本页代码可以在这里下载。

1.设置代理

urllib 中使用代理:

代码:其中proxy是代理ip和端口号,验证代理只需要在url中加入验证参数即可。

# -*- coding:utf-8 -*-
from urllib.error import URLError
from urllib.request import ProxyHandler, build_opener
# urllib agent
proxy = '127.0.0.1:9743'
proxy_handler = ProxyHandler({
    'http': 'http://' + proxy,
    'https': 'https://' + proxy
})
opener = build_opener(proxy_handler)
try:
    responce = opener.open('http://httpbin.org/get')
    print(responce.read().decode('utf-8'))
except URLError as e:
    print(e.reason)

requests 中使用代理:

对于requests来说,代理更加简单,只需要设置proxies参数即可,验证代理也和urllib一样,加入url参数即可。

# requests agent
proxy = '127.0.0.1:9743'
proxies = {
    'http': 'http://' + proxy,
    'https': 'https://' + proxy
}
try:
    responce = requests.get('http://http:httpbin.org/get', proxies = proxies)
    print(responce.text)
except requests.exceptions.ConnectionError as e:
    print('Error', e.args)

 

Selenium 中使用代理:

在chrome中,用Selenium设置代理的方法也非常简单。

# selenium agent
proxy = '127.0.0.1:9743'
chrome_options = webdriver.ChromeOptions()
chrome_options.add_argument('--proxy-server=http://' + proxy)
browser = webdriver.Chrome(chrome_options=chrome_options)
browser.get('http://httpbin.org/get')

如果是验证代理,这需要在本地创建一个mainifest.json 配置文件和 background.js 脚本来设置认证代理。运行代码之后本地会生成一个 proxy_auth_plugin.zip 文件来保存当前配置。

# selenium agent with auth
ip = '127.0.0.1'
port = 9743
username = 'username'
password = 'password'
manifest_json = """
{
    "version": "1.0.0",
    "manifest_version": 2,
    "name": "Chrome Proxy",
    "permissions": [
        "proxy",
        "tabs",
        "unlimitedStorage",
        "storage",
        "<all_urls>",
        "webRequest",
        "webRequestBlocking"
    ],
    "background": {
        "scripts": ["background.js"]
    }
}
"""
background_js = """
var config = {
        mode: "fixed_servers",
        rules: {
          singleProxy: {
            scheme: "http",
            host: "%(ip)s",
            port: %(port)s
          }
        }
      }
chrome.proxy.settings.set({value: config, scope: "regular"}, function() {});
function callbackFn(details) {
    return {
        authCredentials: {
            username: "%(username)s",
            password: "%(password)s"
        }
    }
}
chrome.webRequest.onAuthRequired.addListener(
            callbackFn,
            {urls: ["<all_urls>"]},
            ['blocking']
)

#### 原始记录:
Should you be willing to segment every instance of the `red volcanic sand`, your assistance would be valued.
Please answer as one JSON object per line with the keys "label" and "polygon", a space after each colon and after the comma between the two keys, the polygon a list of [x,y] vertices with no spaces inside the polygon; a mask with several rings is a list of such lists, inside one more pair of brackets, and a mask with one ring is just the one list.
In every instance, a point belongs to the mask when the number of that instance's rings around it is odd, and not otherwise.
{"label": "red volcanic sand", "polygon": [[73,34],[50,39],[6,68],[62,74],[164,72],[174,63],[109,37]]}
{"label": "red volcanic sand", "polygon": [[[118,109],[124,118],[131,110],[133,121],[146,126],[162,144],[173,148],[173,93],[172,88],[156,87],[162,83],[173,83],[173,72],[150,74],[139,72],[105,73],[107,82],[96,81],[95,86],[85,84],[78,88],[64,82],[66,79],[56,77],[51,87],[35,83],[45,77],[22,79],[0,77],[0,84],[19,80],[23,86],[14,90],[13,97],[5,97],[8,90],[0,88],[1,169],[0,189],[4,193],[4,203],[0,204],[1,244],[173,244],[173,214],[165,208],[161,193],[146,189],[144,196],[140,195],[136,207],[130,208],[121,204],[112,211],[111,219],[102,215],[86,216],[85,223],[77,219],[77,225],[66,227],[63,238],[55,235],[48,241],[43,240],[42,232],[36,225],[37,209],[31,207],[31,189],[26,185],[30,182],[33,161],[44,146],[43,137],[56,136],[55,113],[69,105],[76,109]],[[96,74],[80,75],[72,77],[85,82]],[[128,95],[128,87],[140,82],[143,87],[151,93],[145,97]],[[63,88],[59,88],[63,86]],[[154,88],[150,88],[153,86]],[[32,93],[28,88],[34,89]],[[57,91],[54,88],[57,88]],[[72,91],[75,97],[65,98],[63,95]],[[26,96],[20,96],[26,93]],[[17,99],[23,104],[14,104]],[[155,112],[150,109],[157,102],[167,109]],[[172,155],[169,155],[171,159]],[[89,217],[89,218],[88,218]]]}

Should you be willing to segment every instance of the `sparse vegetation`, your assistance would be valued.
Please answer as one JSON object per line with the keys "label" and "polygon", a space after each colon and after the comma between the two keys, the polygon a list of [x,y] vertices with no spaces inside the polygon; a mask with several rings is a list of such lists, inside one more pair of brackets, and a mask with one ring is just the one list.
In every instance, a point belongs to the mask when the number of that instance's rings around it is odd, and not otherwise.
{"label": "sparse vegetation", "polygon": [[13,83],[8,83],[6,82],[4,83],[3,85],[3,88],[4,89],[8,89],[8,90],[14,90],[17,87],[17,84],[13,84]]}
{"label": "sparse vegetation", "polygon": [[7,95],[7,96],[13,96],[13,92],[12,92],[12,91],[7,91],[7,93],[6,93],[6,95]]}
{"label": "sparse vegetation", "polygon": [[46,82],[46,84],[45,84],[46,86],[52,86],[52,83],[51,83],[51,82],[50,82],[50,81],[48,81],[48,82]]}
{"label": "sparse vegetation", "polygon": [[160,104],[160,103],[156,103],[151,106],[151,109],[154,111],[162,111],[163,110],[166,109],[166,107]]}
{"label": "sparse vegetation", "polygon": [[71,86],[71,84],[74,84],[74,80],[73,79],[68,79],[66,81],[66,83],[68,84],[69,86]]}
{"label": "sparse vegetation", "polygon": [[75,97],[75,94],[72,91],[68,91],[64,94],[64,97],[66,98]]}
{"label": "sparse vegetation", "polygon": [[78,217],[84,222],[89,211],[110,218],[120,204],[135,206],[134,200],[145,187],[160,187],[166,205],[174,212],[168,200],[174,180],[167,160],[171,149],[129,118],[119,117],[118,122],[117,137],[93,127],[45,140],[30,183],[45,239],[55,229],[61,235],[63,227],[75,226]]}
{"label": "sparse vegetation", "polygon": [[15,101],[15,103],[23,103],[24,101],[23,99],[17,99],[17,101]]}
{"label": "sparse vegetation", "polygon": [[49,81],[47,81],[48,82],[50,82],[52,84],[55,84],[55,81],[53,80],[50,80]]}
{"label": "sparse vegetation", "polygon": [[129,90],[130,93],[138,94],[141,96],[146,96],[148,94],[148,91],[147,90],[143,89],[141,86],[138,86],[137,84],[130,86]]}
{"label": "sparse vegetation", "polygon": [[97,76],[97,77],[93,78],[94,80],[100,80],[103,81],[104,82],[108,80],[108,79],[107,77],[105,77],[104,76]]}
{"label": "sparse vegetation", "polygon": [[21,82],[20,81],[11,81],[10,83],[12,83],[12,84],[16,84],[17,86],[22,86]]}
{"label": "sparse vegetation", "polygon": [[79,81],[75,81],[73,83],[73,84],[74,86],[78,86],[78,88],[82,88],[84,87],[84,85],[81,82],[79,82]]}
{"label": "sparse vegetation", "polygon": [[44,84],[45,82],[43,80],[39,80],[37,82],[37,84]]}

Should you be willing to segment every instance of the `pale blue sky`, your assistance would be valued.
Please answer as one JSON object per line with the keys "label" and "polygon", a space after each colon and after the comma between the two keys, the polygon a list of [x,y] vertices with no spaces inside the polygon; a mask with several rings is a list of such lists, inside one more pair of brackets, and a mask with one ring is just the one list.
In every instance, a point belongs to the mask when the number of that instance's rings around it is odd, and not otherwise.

#### 任务要求:
续写讲解在 urllib、requests 和 Selenium 中设置代理的文本，从其最后一行之后接着写下去。 这些记录是另一份独立的材料，与文本无关。

#### 参考答案:
""" % {'ip': ip, 'port': port, 'username': username, 'password': password}
plugin_file = 'proxy_auth_plugin.zip'
with zipfile.ZipFile(plugin_file, 'w') as zp:
    zp.writestr("manifest.json", manifest_json)
    zp.writestr("background.js", background_js)
chrome_options = Options()
chrome_options.add_argument("--start-maximized")
chrome_options.add_extension(plugin_file)
browser = webdriver.Chrome(chrome_options=chrome_options)
browser.get('http://httpbin.org/get')

 

2.代理池维护

我们利用代理可以解决目标网站封ip的问题。但是无论是收费代理还是免费代理都存在代理不可用的情况,所以我们需要建立一个高效易用的代理池。
存储模块:负责存储抓取下来的代理
获取模块:需要定时在各大代理网站抓取代理。
检测模块:需要定时检测数据库中的代理。
接口模块:需要用API来提供对外服务的接口。

存储模块:

采用分数制,分数100为可用,检测器定时循环检测每个代理的使用情况,检测到不可用分数减1,分数减至0后代理被移除。
新获取的代理的分数为10,如果测试可行,则分数立即置为100,不可行则分数减1,分数减至0后代理移除。
__init__():对Redis进行初始化,建立Redis连接。
add():向数据库中添加代理设置分数。
random():随机获取代理的方法,首先尝试获取100分,如果没有按照排名获取。
decrease():在代理检测无效时分数-1,分数达到最低值,移除代理。
exists():判断代理是否存在。
max():将代理的分数设置为最大。
count():返回集合个数。
all():返回所有代理列表,以供检查。

class RedisClient(object):
    def __init__(self, host=REDIS_HOST, port=REDIS_PORT, password=REDIS_PASSWORD):
        print('''
        初始化 地址、端口、密码
        ''')
        self.db = redis.StrictRedis(host=host, port=port, password=password, decode_responses=True)
    def add(self, proxy, score=INITIAL_SCORE):
        print('''
        添加代理,设置最高分数''')
        if not self.db.zscore(REDIS_KEY, proxy):
            return self.db.zadd(REDIS_KEY, proxy)
    def random(self):
        print('''
        随机获取有效代理''')
        result = self.db.zrangebyscore(REDIS_KEY, MAX_SCORE, MAX_SCORE)
        if len(result):
            return choice(result)
        else:
            result = self.db.zrevrange(REDIS_KEY, 0, 100)
            if len(result):
                return choice(result)
            else:
                print('代理池为空')
    def decrease(self, proxy):
        print('''
        代理值减一分''')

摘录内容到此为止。